◆ **EXCERTO DA FONTE**
★ ★ ★
O soro vai sendo retirado com a cuia, o que fica no balde é cozido depois, para se retirar a nata, de onde se faz a manteiga da terra. Uma outra porção do soro é fervida para escaldar o queijo. Dona Solange não esconde o segredo: “queijo macio, coalhada mole, e se coloca mais soro quente ou se demora a fazer, o queijo fica mais duro”.

O preço alto do queijo é alto pois são necessários dez litros de leite para um quilo de queijo.

A colocação do sal leva a um procedimento manual de amassar que também espreme a massa, depois é colocada em formas retangulares em plástico ou acrílico (antigamente eram de madeira), forrada com nylon e enrolada num tecido de algodão. O queijo fica na forma de um dia para o outro, perde um pouco de soro e está pronto para sair para venda. Havia uma tradição antiga de pressionar o queijo com pesos. Os materiais de contacto com o queijo devem ser de madeira. Experiências com metais, não resultaram.
★ ★ ★
◆ **LISTAGEM**
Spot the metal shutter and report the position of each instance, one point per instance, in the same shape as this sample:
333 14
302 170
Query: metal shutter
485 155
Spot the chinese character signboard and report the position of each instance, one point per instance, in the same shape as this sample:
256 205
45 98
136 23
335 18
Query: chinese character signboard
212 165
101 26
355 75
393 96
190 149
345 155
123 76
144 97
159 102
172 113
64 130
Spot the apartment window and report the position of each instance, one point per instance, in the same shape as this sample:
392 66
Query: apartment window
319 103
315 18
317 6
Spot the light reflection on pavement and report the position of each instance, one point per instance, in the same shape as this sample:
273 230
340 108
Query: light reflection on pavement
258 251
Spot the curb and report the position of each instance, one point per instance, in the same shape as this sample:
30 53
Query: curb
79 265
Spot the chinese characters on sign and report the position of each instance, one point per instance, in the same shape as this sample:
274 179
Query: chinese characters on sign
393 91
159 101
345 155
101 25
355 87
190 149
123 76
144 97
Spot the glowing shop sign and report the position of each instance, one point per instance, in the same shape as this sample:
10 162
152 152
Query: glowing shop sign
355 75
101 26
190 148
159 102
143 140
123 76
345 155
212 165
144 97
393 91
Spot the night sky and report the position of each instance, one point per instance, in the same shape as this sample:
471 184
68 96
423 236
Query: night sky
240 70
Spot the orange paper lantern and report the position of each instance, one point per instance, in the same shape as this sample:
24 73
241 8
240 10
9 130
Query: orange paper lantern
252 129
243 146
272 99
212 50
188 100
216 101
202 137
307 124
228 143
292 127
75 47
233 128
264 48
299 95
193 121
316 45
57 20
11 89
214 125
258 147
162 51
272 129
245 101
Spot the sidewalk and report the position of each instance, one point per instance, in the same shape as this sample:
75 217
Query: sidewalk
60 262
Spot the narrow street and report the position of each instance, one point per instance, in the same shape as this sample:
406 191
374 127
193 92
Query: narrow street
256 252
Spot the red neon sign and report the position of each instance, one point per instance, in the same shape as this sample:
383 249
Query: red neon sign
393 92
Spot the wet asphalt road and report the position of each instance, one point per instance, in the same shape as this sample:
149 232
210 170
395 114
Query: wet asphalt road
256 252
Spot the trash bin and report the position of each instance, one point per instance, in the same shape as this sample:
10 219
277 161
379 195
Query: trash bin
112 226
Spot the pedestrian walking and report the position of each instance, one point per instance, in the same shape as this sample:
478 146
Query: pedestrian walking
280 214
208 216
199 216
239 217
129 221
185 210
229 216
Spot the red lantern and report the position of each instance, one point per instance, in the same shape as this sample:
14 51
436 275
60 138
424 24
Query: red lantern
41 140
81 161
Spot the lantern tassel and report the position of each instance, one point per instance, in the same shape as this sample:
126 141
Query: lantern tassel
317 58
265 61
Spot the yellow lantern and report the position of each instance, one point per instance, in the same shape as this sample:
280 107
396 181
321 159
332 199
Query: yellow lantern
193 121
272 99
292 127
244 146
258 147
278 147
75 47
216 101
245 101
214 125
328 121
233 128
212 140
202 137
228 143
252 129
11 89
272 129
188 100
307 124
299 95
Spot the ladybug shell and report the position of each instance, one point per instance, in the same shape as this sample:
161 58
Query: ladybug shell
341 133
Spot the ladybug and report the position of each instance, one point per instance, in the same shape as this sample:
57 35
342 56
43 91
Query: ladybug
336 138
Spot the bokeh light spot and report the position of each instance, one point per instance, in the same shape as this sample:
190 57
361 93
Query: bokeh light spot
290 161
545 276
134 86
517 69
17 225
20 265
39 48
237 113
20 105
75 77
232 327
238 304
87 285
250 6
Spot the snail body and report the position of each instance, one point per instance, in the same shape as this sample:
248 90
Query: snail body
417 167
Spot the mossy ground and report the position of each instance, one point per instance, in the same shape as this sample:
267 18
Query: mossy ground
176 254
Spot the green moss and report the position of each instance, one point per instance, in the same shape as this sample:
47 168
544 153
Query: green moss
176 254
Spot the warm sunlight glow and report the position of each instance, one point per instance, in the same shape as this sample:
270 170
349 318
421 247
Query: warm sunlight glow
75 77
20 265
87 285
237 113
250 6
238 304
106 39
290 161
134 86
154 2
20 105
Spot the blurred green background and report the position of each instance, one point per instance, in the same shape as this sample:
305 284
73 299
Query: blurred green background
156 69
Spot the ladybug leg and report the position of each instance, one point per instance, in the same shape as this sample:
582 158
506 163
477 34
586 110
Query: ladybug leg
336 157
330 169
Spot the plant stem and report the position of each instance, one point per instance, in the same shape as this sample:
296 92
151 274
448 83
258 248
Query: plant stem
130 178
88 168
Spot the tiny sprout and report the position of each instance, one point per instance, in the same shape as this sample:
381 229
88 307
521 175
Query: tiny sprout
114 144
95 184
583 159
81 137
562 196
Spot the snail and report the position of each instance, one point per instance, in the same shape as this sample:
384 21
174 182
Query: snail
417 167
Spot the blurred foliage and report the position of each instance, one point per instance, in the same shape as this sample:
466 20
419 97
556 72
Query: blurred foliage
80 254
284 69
★ ★ ★
◆ **TAREFAS A CUMPRIR**
1) No excerto sobre o fabrico do queijo, de que material eram antigamente as formas?
2) Nos registos, troca "snail" por "slug" em tudo o que vai desde a linha que contém "Spot the tiny" até ao fim dos registos. Reescreve apenas essas linhas, sem mais nenhuma alteração.

◆ **RESPOSTAS ÀS TAREFAS**
1) De madeira.

2)
Spot the tiny sprout and report the position of each instance, one point per instance, in the same shape as this sample:
381 229
88 307
521 175
Query: tiny sprout
114 144
95 184
583 159
81 137
562 196
Spot the slug and report the position of each instance, one point per instance, in the same shape as this sample:
384 21
174 182
Query: slug
417 167
Spot the blurred foliage and report the position of each instance, one point per instance, in the same shape as this sample:
466 20
419 97
556 72
Query: blurred foliage
80 254
284 69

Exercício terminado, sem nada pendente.